Data to process:
□ □ □

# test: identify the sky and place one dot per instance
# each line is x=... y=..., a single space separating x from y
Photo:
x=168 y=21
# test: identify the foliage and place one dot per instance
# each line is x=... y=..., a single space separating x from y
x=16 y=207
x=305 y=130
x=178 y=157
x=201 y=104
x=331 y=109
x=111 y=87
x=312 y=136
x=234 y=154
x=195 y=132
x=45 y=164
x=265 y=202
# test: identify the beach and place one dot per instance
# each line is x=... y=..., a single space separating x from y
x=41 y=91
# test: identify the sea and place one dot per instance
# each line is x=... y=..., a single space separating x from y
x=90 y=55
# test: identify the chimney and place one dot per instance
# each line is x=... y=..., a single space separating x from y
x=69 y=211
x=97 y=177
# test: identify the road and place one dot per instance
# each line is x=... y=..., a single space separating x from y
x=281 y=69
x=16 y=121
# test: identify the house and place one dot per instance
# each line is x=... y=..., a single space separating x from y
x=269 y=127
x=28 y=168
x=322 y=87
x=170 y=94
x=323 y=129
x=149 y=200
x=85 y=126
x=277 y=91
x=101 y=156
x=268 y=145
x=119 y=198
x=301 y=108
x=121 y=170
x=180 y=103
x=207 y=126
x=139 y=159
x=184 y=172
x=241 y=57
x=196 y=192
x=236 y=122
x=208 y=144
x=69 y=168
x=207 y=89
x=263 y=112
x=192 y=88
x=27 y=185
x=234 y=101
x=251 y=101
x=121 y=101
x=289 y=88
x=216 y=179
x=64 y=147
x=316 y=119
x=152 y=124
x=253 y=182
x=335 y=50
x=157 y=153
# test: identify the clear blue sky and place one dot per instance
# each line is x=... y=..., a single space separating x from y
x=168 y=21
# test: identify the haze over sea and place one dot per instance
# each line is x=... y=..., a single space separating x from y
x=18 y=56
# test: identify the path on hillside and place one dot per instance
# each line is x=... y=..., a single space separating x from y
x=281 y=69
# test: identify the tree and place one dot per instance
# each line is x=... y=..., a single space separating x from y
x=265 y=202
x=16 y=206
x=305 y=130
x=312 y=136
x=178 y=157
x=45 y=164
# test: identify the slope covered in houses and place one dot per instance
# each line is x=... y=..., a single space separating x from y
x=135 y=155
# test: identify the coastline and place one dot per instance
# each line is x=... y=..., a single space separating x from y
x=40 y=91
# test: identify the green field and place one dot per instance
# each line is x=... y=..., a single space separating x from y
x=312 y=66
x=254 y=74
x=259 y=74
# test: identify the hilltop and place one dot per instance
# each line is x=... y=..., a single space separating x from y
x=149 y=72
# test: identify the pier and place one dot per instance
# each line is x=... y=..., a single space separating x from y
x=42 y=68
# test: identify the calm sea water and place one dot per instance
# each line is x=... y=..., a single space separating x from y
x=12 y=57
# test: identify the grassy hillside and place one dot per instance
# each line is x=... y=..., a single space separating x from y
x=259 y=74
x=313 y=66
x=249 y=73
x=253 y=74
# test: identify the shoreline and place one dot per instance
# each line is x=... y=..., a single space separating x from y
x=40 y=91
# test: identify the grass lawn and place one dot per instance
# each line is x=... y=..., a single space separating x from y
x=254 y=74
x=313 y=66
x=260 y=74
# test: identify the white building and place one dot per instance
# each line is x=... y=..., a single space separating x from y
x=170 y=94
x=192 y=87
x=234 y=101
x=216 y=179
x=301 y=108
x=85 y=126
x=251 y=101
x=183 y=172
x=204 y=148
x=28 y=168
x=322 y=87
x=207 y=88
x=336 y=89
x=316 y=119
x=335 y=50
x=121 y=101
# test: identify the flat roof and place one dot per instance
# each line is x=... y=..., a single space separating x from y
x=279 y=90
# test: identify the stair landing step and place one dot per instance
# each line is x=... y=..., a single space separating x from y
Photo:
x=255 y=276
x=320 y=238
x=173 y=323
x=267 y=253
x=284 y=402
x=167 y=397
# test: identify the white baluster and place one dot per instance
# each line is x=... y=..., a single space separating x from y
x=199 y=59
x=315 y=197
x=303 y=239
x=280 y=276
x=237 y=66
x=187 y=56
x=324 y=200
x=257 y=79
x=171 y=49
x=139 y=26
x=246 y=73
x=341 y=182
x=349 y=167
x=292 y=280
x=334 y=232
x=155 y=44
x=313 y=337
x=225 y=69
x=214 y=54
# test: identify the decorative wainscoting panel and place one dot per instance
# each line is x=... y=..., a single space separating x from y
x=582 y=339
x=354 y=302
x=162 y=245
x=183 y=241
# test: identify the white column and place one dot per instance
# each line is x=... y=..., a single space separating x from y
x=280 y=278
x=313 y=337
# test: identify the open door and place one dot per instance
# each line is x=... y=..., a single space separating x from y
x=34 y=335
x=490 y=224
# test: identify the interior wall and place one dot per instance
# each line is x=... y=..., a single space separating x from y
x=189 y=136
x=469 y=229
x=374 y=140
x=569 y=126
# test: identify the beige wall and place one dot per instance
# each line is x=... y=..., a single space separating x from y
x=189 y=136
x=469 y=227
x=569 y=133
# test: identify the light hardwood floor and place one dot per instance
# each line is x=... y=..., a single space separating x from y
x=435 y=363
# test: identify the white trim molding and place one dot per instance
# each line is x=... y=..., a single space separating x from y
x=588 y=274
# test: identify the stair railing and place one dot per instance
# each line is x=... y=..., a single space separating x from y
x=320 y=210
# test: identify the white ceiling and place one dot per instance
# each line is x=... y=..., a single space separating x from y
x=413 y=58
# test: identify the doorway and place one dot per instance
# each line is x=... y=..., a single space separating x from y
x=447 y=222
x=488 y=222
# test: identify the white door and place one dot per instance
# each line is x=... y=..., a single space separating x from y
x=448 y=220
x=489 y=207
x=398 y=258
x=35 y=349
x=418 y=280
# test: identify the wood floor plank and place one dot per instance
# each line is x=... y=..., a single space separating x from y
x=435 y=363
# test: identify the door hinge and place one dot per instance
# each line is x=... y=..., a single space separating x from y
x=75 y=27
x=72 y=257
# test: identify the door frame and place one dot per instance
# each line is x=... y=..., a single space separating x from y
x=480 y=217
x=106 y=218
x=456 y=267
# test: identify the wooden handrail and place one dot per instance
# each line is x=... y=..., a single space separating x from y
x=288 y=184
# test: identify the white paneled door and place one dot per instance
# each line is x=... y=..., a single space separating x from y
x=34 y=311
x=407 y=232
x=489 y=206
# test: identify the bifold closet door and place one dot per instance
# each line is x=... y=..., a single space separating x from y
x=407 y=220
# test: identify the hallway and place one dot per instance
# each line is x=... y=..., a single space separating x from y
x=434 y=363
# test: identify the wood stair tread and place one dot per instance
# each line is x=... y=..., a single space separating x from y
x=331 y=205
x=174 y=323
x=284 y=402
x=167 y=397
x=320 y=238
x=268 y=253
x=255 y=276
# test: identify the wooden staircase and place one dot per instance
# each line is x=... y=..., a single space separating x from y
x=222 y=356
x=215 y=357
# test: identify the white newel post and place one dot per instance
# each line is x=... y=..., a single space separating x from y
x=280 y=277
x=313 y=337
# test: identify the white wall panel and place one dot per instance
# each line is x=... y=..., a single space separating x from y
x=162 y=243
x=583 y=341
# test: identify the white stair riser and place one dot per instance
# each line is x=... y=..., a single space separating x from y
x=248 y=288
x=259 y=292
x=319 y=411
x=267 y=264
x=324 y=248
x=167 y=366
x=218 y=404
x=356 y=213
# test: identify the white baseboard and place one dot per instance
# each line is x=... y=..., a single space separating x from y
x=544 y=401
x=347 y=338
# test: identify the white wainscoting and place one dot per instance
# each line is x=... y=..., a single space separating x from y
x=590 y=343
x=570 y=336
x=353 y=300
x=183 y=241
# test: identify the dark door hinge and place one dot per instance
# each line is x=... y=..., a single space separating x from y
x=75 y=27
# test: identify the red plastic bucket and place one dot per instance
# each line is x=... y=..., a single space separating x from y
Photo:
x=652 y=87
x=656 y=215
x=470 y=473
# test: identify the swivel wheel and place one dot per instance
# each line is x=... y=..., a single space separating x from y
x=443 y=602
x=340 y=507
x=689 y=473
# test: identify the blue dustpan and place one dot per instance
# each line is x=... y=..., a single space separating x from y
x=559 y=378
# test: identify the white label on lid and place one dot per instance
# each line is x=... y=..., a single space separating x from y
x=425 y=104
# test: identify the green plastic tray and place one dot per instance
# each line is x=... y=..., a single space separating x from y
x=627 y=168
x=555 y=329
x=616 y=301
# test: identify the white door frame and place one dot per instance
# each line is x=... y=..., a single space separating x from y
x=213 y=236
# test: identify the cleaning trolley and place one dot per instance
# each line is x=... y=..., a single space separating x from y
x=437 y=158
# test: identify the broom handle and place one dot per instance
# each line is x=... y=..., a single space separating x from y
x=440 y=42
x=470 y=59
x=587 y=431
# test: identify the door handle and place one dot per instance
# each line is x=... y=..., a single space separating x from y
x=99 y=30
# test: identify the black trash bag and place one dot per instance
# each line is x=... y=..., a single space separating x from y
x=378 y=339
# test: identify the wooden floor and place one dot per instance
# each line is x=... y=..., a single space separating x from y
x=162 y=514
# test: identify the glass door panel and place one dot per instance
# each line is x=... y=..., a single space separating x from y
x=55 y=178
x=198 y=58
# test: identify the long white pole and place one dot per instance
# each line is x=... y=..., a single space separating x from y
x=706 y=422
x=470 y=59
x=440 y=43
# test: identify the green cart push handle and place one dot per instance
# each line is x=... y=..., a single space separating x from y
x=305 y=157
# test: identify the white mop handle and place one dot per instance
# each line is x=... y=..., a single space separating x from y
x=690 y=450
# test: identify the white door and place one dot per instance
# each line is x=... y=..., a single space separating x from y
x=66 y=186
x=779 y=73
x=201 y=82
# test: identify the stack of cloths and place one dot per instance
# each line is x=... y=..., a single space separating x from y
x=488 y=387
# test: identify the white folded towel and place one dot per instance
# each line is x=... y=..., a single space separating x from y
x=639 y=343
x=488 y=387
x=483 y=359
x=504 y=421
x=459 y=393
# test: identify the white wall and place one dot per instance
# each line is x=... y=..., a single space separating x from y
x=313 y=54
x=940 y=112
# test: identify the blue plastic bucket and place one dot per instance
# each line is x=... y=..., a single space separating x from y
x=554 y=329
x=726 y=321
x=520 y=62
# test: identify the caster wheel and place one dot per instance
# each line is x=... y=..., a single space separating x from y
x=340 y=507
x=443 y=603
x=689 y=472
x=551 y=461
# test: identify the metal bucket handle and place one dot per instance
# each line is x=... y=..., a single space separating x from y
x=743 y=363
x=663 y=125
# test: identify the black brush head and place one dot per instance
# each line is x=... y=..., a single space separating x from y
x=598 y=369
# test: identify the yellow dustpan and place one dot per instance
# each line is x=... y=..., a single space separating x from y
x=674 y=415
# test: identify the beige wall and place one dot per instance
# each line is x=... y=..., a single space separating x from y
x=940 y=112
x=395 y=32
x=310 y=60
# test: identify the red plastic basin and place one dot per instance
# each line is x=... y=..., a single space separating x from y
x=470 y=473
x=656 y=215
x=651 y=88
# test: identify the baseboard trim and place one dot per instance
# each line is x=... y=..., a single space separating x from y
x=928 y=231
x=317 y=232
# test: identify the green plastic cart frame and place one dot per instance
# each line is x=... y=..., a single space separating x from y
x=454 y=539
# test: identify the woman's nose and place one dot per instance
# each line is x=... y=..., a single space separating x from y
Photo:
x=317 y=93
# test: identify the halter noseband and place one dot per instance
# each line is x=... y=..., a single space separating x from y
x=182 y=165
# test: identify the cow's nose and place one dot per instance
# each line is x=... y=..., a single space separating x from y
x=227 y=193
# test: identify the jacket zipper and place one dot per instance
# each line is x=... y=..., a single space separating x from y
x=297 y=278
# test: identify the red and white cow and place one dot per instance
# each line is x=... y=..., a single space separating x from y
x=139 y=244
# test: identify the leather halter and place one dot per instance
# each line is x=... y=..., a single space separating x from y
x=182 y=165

□ □ □

The exercise: Output the lines of the listing above verbatim, beginning at the line that contains "# test: identify the baseboard" and ending after the line that contains "x=454 y=539".

Correct result:
# test: identify the baseboard trim and place one dot per instance
# each line is x=... y=..., a single space separating x from y
x=928 y=231
x=317 y=232
# test: identify the green plastic cart frame and place one dot per instance
# each line is x=... y=..., a single space separating x from y
x=454 y=539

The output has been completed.